Activity: If anything in the data looks odd, keep it anyway and write the whole listing out unchanged.

--- Records shown Enclosed Below ---

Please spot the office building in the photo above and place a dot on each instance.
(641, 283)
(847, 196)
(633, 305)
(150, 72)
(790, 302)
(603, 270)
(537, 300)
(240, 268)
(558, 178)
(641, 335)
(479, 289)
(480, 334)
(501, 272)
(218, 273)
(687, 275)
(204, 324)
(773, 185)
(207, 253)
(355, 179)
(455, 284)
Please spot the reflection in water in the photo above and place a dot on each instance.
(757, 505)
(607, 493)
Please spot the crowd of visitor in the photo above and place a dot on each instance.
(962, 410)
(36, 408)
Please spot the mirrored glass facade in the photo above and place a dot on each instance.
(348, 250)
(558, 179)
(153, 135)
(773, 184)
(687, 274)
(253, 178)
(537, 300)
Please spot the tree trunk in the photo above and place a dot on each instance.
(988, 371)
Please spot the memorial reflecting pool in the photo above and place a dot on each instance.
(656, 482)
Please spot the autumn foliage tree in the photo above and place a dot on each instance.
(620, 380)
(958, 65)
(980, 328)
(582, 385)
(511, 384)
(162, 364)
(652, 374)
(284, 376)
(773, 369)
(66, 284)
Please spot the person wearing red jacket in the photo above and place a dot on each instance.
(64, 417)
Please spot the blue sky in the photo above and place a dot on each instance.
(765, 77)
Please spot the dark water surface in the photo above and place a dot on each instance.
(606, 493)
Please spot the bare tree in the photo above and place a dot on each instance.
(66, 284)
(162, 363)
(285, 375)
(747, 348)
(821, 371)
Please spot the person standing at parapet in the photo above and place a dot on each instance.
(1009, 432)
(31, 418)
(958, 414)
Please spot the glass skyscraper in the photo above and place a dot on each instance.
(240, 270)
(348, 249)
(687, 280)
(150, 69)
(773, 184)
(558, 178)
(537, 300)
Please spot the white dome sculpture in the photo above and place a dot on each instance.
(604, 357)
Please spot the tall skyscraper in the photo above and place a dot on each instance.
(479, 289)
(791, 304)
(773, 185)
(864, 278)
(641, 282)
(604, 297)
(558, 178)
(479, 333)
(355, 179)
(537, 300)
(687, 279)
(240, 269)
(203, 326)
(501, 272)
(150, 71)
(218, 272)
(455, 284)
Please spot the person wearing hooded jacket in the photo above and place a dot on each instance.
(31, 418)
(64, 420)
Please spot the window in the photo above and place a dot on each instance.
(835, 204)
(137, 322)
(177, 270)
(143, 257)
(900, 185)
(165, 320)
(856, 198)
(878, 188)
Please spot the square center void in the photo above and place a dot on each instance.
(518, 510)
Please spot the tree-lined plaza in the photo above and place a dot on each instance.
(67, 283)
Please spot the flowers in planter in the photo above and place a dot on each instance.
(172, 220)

--- End of Enclosed Records shown ---

Task result:
Please spot the office building in the photo above and place a dot on each instance.
(641, 283)
(847, 196)
(633, 305)
(150, 72)
(790, 302)
(603, 270)
(537, 300)
(240, 268)
(558, 178)
(641, 335)
(479, 289)
(480, 334)
(501, 272)
(218, 273)
(687, 275)
(204, 324)
(773, 185)
(207, 253)
(355, 179)
(455, 284)
Please spot the reflection in water in the photo above and place a dot on each instance.
(757, 505)
(607, 493)
Please spot the crowd of visitor in the photo above and place a dot on each instance.
(962, 410)
(36, 408)
Please spot the mirrored glass facade in the photo above and place a dot on each instance.
(348, 250)
(558, 179)
(153, 135)
(773, 184)
(687, 274)
(253, 178)
(537, 300)
Please spot the tree trunk in the photo above and place a dot on each instance.
(988, 371)
Please spot the memorial reflecting pool in the photo above and place a dot on each instance.
(656, 482)
Please spot the autumn foliage tree in the photo above and place a dot on each instance.
(620, 380)
(958, 65)
(980, 328)
(582, 385)
(511, 384)
(162, 364)
(652, 374)
(284, 376)
(773, 369)
(66, 284)
Please spot the person wearing red jacket in the photo above and place a dot on each instance.
(64, 417)
Please spot the blue sky in the photo above and place a dot on each instance.
(765, 77)
Please spot the dark water surface in the photo above and place a dot on each instance.
(606, 493)
Please spot the bare tree in the photo above and place a dot on each instance.
(66, 284)
(162, 363)
(285, 375)
(747, 348)
(821, 371)
Please spot the person standing at parapet in the photo above and place a dot on each instance.
(1009, 432)
(31, 418)
(958, 414)
Please spot the glass skyscraper in the photo above and place a dot on each instance.
(240, 270)
(348, 249)
(687, 280)
(150, 69)
(773, 184)
(558, 178)
(537, 300)
Please spot the white dome sculpture in the photo above and place a dot on each instance.
(604, 357)
Please spot the tall skyscraper in the photo above and place a dot on each instance.
(479, 289)
(791, 304)
(773, 185)
(864, 278)
(641, 282)
(604, 297)
(558, 178)
(479, 333)
(355, 179)
(537, 300)
(687, 279)
(240, 269)
(203, 326)
(501, 272)
(150, 71)
(218, 272)
(455, 284)
Please spot the person wearing hooded jacket in the photo above and place a dot on each instance.
(31, 418)
(64, 420)
Please spot the window in the photo above and place a dot on each instance.
(835, 204)
(137, 322)
(177, 270)
(143, 257)
(900, 185)
(165, 320)
(856, 198)
(878, 188)
Please spot the square center void in the photo above and place a dot on each instance.
(518, 510)
Please spot the tree-lined plaza in the photo above and place a dot on each instance.
(67, 283)
Please spot the flowers in planter in the photo above and place a dot on each instance.
(172, 220)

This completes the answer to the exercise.